→ COMPITI DELL'ESERCIZIO
1: Quale tema generale ha scelto papa Francesco per il Giubileo del 2025, secondo il testo sul Giubileo della speranza?
2: Indica se ciascuna affermazione concorda con il testo sul Giubileo della speranza, rispondendo sì o no e citando le parole decisive del testo: (a) la bolla di indizione porta la data del 9 maggio 2024; (b) il titolo della bolla significa "la speranza non delude"; (c) il libro di papa Francesco citato nel testo si intitola "Pellegrini della speranza".
3: Prosegui il testo sul Giubileo della speranza a partire dall'ultima frase riportata.

→ BRANO ESTRATTO

....

Significato del giubileo della speranza per un gruppo di missionari ad gentes e religiosi
alla Curia Generale dei missionari comboniani a Roma

Cari fratelli, sia lodato Gesù Cristo!
Esprimo i miei sentimenti di gratitudine a tutti voi, e in particolare, a Padre Tomás Herreros, per il vostro invito a condividere un momento di riflessione sul nostro essere missionari, in questo contesto del Giubileo della Speranza indetto da Sua Santità Papa Francesco con la bolla di indizione "Spes non confundit" (la speranza non delude), del 9 maggio 2024. Il papa Francesco ha proposto di riflettere sulla virtù della speranza sia in questa bolla che nel suo libro “La speranza è una luce nella notte” e ha scelto come tema generale di questo Giubileo del 2025 “Pellegrini della speranza”.

....

→ ELENCO DEI DATI
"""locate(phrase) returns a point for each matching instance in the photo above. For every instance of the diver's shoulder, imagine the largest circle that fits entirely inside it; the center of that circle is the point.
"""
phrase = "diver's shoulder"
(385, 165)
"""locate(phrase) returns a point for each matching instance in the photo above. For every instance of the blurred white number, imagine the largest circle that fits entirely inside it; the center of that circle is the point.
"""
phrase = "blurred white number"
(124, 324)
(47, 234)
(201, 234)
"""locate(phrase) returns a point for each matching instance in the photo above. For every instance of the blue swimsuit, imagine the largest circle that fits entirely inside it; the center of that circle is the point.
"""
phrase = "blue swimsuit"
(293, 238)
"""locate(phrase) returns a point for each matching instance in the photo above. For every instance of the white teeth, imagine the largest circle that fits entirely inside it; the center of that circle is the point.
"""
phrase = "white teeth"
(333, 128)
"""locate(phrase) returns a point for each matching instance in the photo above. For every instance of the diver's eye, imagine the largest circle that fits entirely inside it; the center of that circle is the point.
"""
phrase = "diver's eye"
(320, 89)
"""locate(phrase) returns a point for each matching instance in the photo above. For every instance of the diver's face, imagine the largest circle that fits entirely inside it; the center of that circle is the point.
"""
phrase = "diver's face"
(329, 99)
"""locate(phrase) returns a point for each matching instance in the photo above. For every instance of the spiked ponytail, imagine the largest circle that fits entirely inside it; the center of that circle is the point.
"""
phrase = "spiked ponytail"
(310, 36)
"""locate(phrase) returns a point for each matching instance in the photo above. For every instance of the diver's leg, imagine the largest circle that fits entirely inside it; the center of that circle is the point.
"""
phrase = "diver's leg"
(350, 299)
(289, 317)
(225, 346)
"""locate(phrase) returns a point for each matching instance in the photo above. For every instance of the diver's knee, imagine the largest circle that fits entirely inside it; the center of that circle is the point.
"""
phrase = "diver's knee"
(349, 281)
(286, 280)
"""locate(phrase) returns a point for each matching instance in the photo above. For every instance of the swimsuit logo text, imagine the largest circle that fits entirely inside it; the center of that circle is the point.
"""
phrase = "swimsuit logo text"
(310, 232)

....

→ RISPOSTE ATTESE
1: Ha scelto il tema “Pellegrini della speranza”.

2:
(a) Sì: "del 9 maggio 2024".
(b) Sì: "Spes non confundit" (la speranza non delude).
(c) No: "nel suo libro “La speranza è una luce nella notte”".

3:
Per un gruppo di missionari ad gentes e religiosi, il giubileo, come ha detto il papa Francesco alle Suore della Sacra Famiglia di Nazareth il 4 dicembre 2024, è un'occasione "di riflessione, di raccoglimento e di ascolto di ciò che lo Spirito Santo ci dice oggi". Con la missione ad gentes attraverso il mondo, molte meraviglie sono state compiute con una grande fede, animata dalla speranza e confermata dalla carità nella pazienza, sotto l'abbraccio di un impegno inesauribile. Parlando di questo giubileo sul tema di “Pellegrini della speranza”, il Papa vuole fare di tutta la Chiesa pellegrina una Chiesa missionaria che predica la speranza a questo mondo dell'immediato e del frenetico. Come missionari ad gentes, quindi, in quanto i primi pellegrini della speranza, abbiamo più motivi per impegnarci a vivere con intensità questo evento.

Affronto questo tema in due parti. Il primo si pronuncerà su ciò che il papa ha voluto comunicarci con la sua bolla di indizione “Spes non confundit” su questo giubileo del 2025 con il tema generale: "Pellegrini di speranza" e il suo libro «La speranza è una luce nella notte». La seconda parte sarà quella di condividere con voi la mia esperienza sulla missione e l'opera dei missionari che, nella speranza, ci hanno evangelizzato. Concluderò con alcune raccomandazioni ai missionari di oggi.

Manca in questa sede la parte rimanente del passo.